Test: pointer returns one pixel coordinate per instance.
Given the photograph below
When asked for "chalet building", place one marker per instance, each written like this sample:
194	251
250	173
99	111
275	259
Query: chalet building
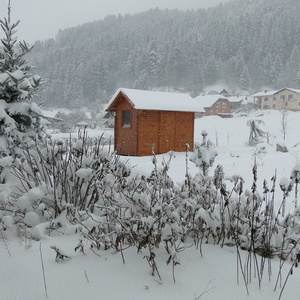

++++++

» **Assigned task**
Once the images are dropped, set down the remaining material word for word.

» **Output for this task**
Test: pointer returns one pixel coordinate per instance.
Given the photograph below
When asked for "chalet building", place one marker per instance, each written like this sample:
194	251
250	173
99	111
275	259
Query: chalet building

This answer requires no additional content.